## WORK TO COMPLETE
(a) For the article on Jean Roth's Best in Show win, decide whether each statement agrees with it, answering yes or no and quoting the deciding words: (i) Jean Roth won Best in Show for an urban garden vignette; (ii) Jean entered her design in a floral design division; (iii) besides the display itself, a plant list had to be submitted.
(b) In the article on Jean Roth's Best in Show win, which class was her design entered in?
(c) Carry on the article about Jean Roth's Best in Show win, starting after its final sentence.

** start SUPPLIED TEXT **

We just learned that Jean Roth, long-time Portland Garden Club member and friend of the Lord & Schryver Conservancy, won Best in Show in the Garden Club of America’s Inspirations 2014 competition for her L&S urban garden vignette. 
 
Not only did Jean leave the show with a beautiful blue ribbon, she also received accolades from the judges: 
 
“A masterpiece of construction and horticulture material!”
“Exuberant display of pristine plan material creates an urban jewel.” 
 
Jean entered her design in the Horticulture Division; Class 10 – Urban Jewels. Per the Garden Club of America’s rules, in addition to the actual display, Jean was also required to submit a Statement of Intent, a key card (planting diagram) and plant list.

** end SUPPLIED TEXT **
** start DATA ENTRIES **

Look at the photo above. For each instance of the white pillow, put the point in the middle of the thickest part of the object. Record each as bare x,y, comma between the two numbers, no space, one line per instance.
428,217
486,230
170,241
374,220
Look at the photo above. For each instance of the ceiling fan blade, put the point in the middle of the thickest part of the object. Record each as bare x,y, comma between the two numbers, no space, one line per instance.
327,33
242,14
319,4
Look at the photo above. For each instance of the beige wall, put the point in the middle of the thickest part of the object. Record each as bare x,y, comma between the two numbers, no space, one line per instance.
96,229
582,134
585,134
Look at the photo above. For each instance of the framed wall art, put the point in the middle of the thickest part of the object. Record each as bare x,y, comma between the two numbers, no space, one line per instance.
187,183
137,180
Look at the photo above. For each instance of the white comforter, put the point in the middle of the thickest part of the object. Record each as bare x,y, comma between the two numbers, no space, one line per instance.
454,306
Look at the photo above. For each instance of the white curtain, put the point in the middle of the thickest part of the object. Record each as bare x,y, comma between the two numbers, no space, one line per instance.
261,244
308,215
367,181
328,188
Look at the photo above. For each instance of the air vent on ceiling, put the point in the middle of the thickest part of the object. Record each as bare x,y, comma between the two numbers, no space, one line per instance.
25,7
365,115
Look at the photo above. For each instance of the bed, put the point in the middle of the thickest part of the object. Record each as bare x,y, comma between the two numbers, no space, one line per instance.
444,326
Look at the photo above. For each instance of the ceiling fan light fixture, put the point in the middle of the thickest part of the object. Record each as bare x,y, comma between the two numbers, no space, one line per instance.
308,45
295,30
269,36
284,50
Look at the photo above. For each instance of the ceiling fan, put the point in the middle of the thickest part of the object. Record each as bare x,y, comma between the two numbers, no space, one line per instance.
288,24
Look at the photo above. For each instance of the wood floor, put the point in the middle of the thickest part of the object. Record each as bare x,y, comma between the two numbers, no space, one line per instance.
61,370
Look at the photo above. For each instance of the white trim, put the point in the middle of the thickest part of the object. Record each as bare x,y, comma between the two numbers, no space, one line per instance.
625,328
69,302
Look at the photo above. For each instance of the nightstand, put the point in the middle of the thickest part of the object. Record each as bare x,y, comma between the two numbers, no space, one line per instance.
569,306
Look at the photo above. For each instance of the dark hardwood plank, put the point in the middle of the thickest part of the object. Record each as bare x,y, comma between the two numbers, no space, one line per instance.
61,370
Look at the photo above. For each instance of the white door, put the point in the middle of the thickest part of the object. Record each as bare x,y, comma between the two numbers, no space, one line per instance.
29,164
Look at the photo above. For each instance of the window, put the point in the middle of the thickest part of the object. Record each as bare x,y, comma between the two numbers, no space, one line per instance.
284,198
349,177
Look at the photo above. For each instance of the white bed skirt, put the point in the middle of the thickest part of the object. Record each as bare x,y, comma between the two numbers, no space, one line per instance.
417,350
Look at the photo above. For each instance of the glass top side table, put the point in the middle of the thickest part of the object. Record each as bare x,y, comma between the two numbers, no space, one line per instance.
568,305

** end DATA ENTRIES **
** start DATA ENTRIES **

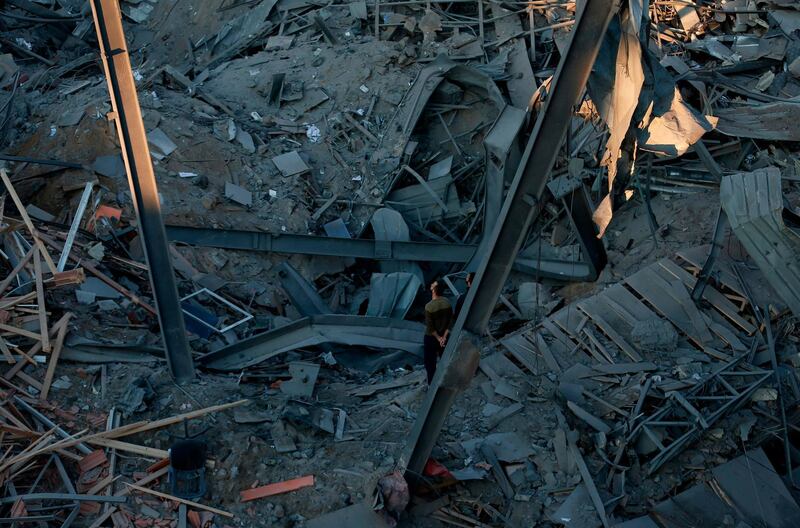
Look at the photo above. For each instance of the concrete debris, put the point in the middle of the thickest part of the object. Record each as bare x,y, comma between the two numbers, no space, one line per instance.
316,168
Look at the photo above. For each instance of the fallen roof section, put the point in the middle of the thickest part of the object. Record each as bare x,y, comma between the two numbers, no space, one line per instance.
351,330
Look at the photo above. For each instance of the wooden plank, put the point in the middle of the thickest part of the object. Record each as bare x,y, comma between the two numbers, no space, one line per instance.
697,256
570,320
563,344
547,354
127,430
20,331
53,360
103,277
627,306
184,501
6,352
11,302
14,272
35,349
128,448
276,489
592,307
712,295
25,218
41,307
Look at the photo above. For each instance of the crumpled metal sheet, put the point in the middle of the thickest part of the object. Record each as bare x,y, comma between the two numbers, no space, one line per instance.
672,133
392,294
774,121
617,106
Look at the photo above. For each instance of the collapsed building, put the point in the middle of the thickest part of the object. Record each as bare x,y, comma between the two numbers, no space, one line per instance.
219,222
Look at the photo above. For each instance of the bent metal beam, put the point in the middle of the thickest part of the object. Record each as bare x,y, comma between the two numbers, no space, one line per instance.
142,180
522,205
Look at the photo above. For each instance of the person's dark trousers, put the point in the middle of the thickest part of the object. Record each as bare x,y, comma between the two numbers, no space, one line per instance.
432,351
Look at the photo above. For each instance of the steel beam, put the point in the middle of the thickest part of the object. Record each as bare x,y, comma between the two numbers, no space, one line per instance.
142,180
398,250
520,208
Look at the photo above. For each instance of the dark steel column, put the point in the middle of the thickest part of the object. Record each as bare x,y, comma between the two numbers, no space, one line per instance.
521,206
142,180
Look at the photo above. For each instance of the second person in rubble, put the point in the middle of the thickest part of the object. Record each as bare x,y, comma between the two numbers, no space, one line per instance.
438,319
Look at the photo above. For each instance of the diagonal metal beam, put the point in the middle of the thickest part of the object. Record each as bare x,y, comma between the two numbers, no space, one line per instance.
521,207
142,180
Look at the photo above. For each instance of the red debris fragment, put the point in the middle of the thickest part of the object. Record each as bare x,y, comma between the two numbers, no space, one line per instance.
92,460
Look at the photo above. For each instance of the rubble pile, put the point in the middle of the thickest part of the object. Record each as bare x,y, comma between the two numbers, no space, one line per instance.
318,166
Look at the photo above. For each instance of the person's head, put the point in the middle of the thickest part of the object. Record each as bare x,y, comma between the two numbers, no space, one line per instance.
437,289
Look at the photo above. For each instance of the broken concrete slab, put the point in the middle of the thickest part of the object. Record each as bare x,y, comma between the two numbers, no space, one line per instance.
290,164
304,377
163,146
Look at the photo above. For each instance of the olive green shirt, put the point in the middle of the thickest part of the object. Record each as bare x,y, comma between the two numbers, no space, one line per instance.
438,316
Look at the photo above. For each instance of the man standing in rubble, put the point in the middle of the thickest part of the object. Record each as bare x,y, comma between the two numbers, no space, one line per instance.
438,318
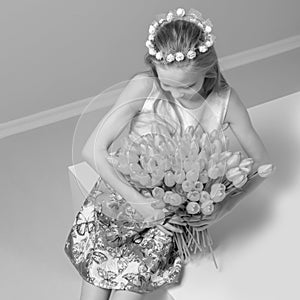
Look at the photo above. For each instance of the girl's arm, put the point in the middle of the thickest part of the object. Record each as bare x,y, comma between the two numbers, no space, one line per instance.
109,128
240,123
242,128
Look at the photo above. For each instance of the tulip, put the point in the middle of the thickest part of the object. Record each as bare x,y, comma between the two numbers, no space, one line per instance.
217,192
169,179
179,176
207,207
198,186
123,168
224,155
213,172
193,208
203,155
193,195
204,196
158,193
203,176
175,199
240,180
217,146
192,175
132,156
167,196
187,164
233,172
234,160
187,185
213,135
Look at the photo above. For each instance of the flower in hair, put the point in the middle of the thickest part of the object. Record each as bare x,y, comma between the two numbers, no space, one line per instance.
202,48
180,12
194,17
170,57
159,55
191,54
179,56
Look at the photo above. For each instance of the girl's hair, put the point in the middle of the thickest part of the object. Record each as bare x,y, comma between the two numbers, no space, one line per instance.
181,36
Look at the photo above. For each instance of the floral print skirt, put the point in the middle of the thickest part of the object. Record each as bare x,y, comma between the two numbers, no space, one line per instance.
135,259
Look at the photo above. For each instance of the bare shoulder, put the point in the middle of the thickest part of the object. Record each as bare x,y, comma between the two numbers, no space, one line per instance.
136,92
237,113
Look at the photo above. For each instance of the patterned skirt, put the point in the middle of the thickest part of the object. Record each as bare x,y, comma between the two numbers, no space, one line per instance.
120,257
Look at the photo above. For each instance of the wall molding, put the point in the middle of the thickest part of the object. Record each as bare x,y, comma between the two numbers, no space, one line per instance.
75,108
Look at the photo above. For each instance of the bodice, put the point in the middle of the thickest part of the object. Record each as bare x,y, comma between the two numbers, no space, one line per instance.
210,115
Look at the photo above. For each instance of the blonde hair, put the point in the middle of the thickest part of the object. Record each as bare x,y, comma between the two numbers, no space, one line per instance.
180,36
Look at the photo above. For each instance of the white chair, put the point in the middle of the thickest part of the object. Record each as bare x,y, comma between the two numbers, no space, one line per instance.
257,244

** end DATA ENTRIES **

## EXPECTED ANSWERS
(a)
(i) Yes: "won Best in Show in the Garden Club of America’s Inspirations 2014 competition for her L&S urban garden vignette"
(ii) No: "Jean entered her design in the Horticulture Division; Class 10 – Urban Jewels."
(iii) Yes: "Jean was also required to submit a Statement of Intent, a key card (planting diagram) and plant list."

(b) Class 10 – Urban Jewels, in the Horticulture Division.

(c)
"We were instructed to create a design inspired by an urban garden and were given a 4’x4’ piece of plywood upon which to build. Our design was not to exceed that measure for the footprint but there was no height limit.” 
 
“I looked to Gaiety Hollow, Lord and Schryver’s home garden in Salem, OR as my inspiration. I wanted to highlight the firm’s beaux arts traditions including axial viewpoints, a sense of enclosure, use of broadleaf evergreens and “careless grace.” I then thought of the arbor at Gaiety Hollow and the rest was pure creative fun!”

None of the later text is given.